*** Provided records ***

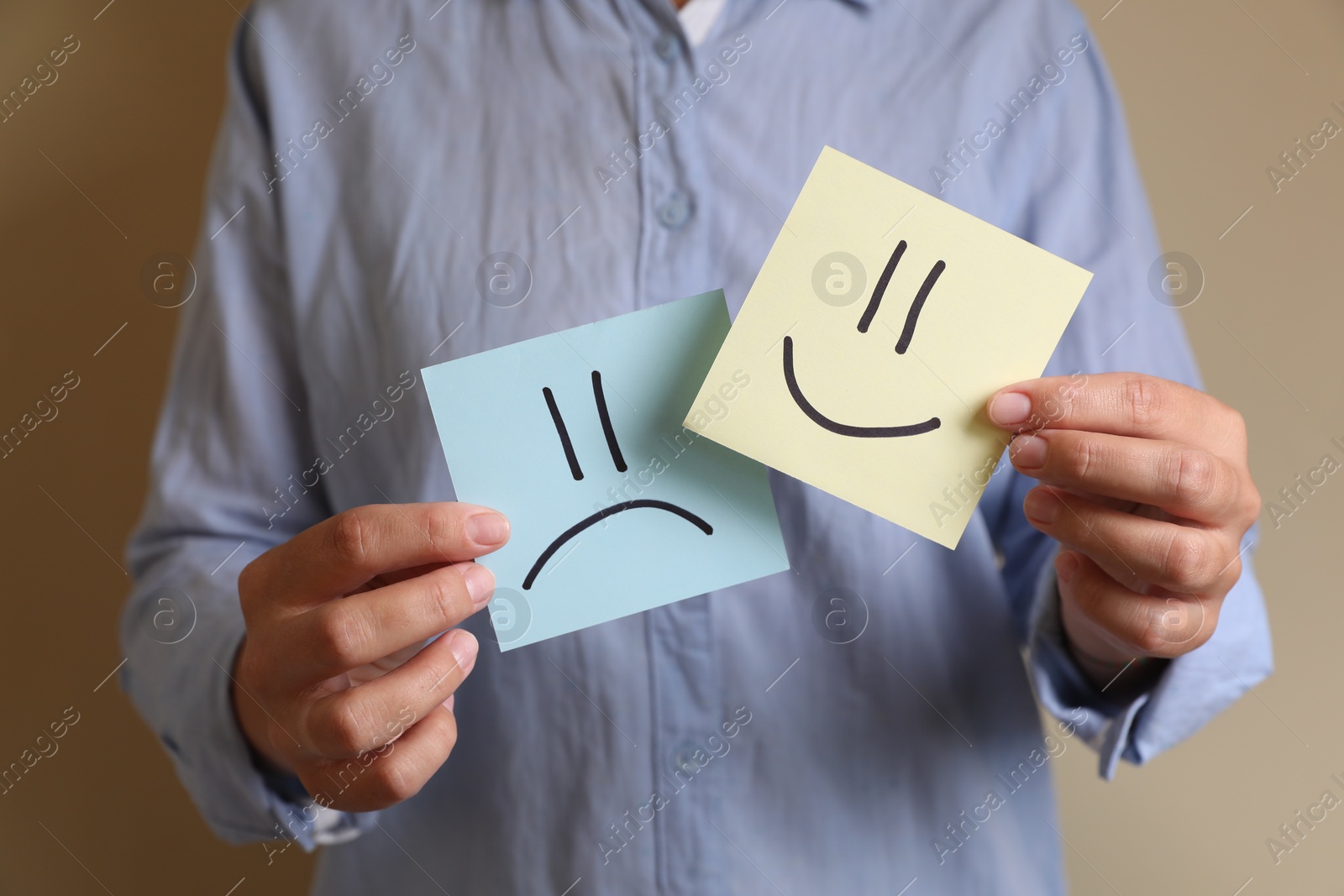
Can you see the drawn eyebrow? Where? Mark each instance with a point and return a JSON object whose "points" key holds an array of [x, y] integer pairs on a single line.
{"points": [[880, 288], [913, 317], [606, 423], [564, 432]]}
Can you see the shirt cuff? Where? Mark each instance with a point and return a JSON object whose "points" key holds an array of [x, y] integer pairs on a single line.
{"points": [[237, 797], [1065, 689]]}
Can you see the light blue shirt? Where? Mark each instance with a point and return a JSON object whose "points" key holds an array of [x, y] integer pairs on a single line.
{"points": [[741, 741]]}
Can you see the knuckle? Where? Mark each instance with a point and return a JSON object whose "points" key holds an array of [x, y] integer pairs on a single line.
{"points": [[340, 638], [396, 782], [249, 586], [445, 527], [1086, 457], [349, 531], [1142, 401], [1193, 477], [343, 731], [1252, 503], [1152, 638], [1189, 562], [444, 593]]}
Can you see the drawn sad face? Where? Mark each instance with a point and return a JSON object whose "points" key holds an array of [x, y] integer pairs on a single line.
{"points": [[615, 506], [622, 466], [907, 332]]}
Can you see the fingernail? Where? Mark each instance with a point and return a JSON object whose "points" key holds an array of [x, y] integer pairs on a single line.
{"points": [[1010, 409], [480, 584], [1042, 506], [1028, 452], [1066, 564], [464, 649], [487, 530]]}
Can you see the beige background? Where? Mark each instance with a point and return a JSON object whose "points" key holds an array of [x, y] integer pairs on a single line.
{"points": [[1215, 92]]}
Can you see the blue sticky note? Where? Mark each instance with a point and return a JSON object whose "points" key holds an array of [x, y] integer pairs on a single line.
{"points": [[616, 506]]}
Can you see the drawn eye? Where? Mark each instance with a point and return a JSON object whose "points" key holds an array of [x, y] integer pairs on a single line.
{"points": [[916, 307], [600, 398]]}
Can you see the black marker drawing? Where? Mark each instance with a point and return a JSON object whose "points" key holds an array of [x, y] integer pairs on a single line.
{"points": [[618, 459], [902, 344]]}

***

◆ Work to be completed:
Rewrite all the records above, changing "Mark each instance with a point" to "Place a point on each instance" and leaving everything else as it is. Omit the pictures.

◆ Result below:
Can you see the drawn eyebrow? Where? Place a point on each instance and return a JSON object whose "points" key holds an array of [x, y] integer pairs on a single line.
{"points": [[880, 288], [913, 317], [606, 423], [564, 432]]}
Can you see the shirt cuff? Where? Place a point on each instance and return a JSON object whose "points" key holds an array of [x, y] integer pairs on a single line.
{"points": [[237, 797], [1065, 689]]}
Can you see the light blue shirt? Where? Place a point on each instance and return a JSON object whose "points" key holds an array of [x, y] integer pairs on a single line.
{"points": [[741, 741]]}
Can you see the knuckle? Where? Place a point on each instance and return a JSON object whose "points" key holds an array of [x, y] integer pairs on a single line.
{"points": [[340, 638], [396, 782], [249, 586], [445, 527], [1086, 457], [349, 531], [1142, 401], [1193, 477], [343, 731], [1252, 503], [1152, 638], [1189, 562], [444, 593]]}
Can you see the drawn sad face? Where? Place a point on each instance and return a JSON object whose "points" key holds an array of [x, y] integer pairs on a single line.
{"points": [[615, 506], [622, 466], [907, 332]]}
Can you see the fingernail? Where? Place a point on each instance and return a JSON object whose "points" key holds an array of [x, y] integer pairs on a single line.
{"points": [[1010, 409], [480, 584], [1042, 506], [1028, 452], [1066, 564], [464, 649], [487, 530]]}
Can you see the beige background? Where? Place a point on each instance and return a JSON object whose "points" key holds an array of [x, y] integer pairs on a single line.
{"points": [[1215, 92]]}
Can you see the blue sticky note? Where? Place a point on each instance and return a JSON object whose "points" key holds an array of [x, y] integer pairs on a single line.
{"points": [[616, 506]]}
Can you see the drawn eye? Where? Place a point on each instance and return a JSON object whose "points" key holds an array of [x, y] integer pairs on a single line.
{"points": [[916, 307], [600, 398]]}
Can you see the black marker drawing? Where? Place a point on each instance and return a JSON object whose "points" key holds an array of [x, y] integer pairs on a single line.
{"points": [[618, 459], [902, 344]]}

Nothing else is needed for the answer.